Certainly the grafting of a face of a Congolese woman onto a white American would be a media sensation. I could speak through lips that were silenced and use her nostrils as a conduit for life-giving oxygen. I would see through my own eyes, but use her countenance to tell the stories of her village and her loved ones. Her mouth would speak the truths now stored in my frontal lobe -- the knowledge of evils seen but just as soon forgotten.

Would I exploit the face if I used it in this manner?

No one listened to the face when it was attached to a woman living in the village, but the world would never have enough of the face once it is grafted onto the white woman from the U.S. Talk shows, lectures, book deals and media tours would make the face a universal sensation.

Ironically the U.S. is responsible for the face that rests on the pink and blue blanket in Congo. Maybe the face would ask the question no one is asking. Why is the international community providing military aid to FARDC while they blow up villages? Why are we sending drones to MONUSCO while they are supporting FARDC's monstrous corpse desecrations of M23 casualties last week and the rapes last year of 102 women and 33 girls, some as young as six, in Minova by US-trained troops? Inner City Press reports that the 391st battalion was implicated in both the rapes and the desecrations. It was trained by the United States "as a model for future reforms within the Congolese armed forces," according to AFRICOM.

....

> _Problem 1_
Summarize the essay on grafting a Congolese woman's face in two sentences.
The text and the records come from unrelated sources.

....

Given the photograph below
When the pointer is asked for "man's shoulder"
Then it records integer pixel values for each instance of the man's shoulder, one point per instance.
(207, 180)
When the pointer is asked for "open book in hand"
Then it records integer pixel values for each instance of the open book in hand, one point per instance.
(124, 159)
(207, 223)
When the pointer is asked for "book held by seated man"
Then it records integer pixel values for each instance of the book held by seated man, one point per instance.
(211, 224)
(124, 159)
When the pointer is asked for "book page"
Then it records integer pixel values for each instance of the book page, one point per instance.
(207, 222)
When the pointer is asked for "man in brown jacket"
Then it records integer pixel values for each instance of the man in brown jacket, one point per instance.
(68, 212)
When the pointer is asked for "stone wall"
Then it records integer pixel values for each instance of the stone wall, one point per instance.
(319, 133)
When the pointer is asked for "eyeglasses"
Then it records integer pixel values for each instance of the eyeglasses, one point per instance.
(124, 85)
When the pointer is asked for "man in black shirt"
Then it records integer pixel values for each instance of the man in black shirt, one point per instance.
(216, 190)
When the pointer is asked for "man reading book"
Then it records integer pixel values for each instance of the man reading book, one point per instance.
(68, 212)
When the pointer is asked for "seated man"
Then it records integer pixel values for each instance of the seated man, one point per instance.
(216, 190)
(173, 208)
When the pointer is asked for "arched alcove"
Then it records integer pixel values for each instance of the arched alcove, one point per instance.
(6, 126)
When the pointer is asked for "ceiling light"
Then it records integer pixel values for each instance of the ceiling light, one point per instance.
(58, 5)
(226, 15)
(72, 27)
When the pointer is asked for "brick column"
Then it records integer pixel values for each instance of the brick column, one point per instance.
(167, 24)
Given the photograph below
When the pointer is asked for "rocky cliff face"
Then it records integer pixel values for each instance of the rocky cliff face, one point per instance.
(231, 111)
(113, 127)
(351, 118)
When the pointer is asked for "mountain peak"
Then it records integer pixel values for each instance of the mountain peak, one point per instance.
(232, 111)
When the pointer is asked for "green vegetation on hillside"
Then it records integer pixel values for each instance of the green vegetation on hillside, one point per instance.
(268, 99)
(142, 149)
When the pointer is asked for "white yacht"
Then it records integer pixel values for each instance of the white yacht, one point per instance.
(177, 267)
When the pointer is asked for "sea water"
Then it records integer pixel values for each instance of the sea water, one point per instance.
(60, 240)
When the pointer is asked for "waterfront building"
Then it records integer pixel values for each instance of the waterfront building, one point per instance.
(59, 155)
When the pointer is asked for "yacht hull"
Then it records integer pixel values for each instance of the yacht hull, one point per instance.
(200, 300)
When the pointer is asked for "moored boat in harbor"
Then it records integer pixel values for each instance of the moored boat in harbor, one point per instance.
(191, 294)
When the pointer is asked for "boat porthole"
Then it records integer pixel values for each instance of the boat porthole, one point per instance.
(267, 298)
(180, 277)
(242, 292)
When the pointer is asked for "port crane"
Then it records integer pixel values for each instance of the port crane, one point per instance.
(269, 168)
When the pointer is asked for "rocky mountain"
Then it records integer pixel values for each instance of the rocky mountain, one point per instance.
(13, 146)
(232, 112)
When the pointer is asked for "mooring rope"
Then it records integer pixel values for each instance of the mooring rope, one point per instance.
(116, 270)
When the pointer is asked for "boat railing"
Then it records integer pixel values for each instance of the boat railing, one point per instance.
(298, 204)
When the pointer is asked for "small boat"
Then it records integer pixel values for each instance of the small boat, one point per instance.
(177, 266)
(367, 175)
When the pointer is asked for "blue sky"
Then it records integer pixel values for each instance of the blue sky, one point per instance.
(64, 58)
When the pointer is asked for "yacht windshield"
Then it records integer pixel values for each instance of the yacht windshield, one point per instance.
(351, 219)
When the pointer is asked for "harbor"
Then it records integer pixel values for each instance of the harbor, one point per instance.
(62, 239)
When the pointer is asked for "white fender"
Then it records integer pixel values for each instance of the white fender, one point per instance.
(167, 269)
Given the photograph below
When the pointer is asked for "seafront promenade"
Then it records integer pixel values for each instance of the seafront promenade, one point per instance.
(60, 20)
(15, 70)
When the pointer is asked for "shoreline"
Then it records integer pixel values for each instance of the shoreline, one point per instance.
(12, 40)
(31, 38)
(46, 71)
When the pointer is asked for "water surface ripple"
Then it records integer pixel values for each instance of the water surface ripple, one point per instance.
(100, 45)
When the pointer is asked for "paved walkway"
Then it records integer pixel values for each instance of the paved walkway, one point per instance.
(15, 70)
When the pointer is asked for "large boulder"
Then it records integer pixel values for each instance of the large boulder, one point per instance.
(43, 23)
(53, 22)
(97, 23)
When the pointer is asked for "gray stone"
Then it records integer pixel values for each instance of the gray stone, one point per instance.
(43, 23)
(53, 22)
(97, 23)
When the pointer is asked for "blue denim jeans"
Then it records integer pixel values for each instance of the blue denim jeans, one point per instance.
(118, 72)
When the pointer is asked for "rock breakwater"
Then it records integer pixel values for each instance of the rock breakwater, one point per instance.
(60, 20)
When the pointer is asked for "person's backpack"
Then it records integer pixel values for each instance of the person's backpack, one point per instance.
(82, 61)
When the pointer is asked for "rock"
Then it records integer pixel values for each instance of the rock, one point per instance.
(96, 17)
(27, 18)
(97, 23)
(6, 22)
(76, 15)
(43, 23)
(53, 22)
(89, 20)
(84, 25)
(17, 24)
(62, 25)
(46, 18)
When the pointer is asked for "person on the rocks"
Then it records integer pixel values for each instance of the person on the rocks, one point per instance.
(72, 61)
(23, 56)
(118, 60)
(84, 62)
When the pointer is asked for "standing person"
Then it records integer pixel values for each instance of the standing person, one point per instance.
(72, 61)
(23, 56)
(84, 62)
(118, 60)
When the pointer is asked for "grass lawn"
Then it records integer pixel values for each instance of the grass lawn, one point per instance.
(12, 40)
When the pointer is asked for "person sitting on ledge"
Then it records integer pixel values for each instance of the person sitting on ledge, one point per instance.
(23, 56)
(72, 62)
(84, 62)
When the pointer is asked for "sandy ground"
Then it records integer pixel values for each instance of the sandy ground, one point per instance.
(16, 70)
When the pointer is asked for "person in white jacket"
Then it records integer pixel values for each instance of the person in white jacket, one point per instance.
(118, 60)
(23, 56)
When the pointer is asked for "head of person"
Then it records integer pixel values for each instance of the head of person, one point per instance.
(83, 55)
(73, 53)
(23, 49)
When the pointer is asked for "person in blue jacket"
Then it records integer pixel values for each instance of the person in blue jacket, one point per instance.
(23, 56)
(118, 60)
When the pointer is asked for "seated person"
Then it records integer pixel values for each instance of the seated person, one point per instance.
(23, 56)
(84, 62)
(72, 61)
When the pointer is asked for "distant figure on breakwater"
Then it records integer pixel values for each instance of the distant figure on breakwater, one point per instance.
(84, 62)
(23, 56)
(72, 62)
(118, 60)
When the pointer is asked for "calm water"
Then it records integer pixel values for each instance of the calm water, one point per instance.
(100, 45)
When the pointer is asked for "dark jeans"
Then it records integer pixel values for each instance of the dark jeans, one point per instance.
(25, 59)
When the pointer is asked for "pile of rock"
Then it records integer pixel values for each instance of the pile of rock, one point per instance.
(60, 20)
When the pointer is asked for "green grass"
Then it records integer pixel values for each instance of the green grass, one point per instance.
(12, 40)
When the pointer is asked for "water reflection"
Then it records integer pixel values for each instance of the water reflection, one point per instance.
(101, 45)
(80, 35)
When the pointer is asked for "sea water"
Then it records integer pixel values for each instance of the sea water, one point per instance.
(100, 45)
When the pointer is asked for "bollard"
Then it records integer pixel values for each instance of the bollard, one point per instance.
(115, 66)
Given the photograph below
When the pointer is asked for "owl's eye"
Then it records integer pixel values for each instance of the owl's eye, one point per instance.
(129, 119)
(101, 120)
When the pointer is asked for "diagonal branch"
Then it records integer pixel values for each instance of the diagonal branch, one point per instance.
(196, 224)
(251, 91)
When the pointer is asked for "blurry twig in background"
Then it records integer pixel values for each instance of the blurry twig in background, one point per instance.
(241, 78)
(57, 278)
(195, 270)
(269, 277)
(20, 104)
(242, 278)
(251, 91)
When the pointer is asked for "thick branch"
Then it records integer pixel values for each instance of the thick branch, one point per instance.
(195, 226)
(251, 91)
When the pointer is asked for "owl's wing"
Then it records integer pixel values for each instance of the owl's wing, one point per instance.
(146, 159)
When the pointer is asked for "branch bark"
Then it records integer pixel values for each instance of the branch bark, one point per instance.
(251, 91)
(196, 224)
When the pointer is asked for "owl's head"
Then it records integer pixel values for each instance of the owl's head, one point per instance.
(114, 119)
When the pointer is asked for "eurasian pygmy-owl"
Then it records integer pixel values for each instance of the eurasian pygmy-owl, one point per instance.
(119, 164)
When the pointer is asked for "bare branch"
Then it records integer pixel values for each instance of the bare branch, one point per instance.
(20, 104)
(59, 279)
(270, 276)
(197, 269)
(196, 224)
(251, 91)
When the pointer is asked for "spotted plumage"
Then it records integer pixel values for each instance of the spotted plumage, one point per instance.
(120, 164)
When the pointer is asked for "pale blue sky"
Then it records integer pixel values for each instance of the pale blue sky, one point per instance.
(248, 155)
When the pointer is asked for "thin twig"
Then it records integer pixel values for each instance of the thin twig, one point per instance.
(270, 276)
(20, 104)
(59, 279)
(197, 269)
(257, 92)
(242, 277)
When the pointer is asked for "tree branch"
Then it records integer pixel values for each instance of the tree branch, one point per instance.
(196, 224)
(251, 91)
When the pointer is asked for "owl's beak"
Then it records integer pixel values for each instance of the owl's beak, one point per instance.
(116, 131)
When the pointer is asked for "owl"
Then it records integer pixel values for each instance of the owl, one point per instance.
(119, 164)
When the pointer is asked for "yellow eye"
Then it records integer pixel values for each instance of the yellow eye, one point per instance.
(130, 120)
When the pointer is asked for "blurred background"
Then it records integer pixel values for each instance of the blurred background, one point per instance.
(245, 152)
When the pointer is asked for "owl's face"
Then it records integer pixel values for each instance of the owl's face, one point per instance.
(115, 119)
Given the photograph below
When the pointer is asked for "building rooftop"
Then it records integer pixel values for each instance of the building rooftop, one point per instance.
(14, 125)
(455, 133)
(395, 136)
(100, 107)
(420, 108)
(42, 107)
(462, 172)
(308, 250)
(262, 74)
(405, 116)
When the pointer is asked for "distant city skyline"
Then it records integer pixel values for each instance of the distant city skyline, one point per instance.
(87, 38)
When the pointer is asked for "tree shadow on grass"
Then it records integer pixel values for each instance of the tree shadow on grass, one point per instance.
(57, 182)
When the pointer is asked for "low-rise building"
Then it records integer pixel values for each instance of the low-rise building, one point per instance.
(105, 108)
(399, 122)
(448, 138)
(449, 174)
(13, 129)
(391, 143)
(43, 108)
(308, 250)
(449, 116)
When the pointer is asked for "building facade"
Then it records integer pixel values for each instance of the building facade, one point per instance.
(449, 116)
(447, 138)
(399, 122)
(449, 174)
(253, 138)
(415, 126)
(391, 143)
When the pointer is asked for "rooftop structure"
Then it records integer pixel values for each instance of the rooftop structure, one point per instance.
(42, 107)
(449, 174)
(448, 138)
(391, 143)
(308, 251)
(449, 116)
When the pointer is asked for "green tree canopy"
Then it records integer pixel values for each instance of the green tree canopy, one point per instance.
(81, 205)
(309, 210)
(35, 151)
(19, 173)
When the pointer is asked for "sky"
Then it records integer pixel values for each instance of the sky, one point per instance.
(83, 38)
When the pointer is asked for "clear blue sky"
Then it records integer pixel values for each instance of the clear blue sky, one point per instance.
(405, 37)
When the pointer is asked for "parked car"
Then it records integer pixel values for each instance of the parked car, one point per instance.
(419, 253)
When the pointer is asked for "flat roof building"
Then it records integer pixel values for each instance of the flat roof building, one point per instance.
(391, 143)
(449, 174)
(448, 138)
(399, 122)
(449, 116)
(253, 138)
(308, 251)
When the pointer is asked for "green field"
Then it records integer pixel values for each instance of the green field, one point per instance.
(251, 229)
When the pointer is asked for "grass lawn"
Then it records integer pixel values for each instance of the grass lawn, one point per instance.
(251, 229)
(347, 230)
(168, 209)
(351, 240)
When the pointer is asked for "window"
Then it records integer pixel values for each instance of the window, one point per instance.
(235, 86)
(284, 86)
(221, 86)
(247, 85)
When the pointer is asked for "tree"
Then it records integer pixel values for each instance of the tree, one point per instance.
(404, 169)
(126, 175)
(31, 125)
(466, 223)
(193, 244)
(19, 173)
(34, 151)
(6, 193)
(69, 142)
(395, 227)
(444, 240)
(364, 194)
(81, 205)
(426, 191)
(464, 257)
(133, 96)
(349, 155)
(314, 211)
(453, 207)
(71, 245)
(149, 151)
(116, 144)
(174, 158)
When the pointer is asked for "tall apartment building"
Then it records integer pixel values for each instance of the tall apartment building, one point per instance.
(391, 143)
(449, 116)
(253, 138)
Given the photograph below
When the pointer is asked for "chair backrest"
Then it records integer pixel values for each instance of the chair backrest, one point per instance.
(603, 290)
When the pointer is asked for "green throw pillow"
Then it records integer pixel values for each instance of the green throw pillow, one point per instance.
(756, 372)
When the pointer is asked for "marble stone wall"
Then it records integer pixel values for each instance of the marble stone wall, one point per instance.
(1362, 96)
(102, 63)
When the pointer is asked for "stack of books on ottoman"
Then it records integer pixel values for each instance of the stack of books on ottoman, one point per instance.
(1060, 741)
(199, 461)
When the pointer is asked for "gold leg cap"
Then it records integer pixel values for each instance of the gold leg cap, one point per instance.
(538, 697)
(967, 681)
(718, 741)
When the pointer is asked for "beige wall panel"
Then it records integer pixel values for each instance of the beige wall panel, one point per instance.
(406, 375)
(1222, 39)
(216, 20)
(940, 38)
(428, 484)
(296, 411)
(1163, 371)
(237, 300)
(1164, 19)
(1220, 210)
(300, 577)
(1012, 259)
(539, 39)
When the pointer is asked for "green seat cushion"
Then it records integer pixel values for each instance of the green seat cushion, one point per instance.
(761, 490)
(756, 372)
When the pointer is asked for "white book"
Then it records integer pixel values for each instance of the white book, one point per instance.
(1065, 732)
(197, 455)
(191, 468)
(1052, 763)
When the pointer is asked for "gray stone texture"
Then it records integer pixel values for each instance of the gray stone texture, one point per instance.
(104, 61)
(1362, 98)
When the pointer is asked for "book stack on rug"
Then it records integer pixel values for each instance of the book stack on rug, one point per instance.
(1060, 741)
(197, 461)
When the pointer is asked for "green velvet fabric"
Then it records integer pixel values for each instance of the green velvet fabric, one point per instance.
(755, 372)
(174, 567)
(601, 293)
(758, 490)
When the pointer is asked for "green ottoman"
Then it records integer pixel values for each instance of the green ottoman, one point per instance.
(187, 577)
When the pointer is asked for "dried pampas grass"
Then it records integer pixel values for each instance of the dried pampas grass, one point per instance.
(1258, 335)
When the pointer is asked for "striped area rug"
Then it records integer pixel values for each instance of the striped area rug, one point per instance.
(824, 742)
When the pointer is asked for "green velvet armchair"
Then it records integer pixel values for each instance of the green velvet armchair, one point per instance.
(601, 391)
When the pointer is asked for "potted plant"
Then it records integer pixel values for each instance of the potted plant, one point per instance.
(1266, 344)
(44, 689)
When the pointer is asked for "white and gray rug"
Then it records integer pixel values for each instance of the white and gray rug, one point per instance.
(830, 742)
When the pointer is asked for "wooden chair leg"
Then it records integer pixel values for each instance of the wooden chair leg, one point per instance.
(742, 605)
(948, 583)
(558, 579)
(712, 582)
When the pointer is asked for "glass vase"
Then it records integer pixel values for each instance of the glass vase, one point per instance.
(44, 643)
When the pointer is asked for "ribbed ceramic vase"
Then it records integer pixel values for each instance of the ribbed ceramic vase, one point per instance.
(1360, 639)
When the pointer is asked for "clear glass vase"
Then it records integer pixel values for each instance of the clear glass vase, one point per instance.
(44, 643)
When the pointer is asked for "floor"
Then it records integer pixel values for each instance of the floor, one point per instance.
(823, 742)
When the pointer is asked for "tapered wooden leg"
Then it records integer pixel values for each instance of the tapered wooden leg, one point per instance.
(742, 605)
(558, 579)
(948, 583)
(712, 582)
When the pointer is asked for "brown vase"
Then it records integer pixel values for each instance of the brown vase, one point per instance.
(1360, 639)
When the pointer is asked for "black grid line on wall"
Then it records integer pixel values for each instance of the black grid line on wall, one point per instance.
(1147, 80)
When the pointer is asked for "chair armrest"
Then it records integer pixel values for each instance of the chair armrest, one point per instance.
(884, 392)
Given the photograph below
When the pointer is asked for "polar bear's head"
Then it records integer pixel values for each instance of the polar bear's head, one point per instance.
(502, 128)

....

> _Problem 2_
Pick out every line of the records that contains the string "yacht", and treat uppercase and lowercase as different.

> _Result 1_
The writer imagines having a Congolese woman's face grafted onto a white American, observing that the face no one listened to in its village would become a universal media sensation once attached to a woman from the U.S. The writer holds the U.S. responsible, since the international community gives military aid to FARDC while it blows up villages, and the 391st battalion, trained by the United States, was implicated in the rapes at Minova and the desecrations of M23 casualties.

> _Result 2_
When the pointer is asked for "white yacht"
Then it records integer pixel values for each instance of the white yacht, one point per instance.
When the pointer is asked for "yacht hull"
Then it records integer pixel values for each instance of the yacht hull, one point per instance.
When the pointer is asked for "yacht windshield"
Then it records integer pixel values for each instance of the yacht windshield, one point per instance.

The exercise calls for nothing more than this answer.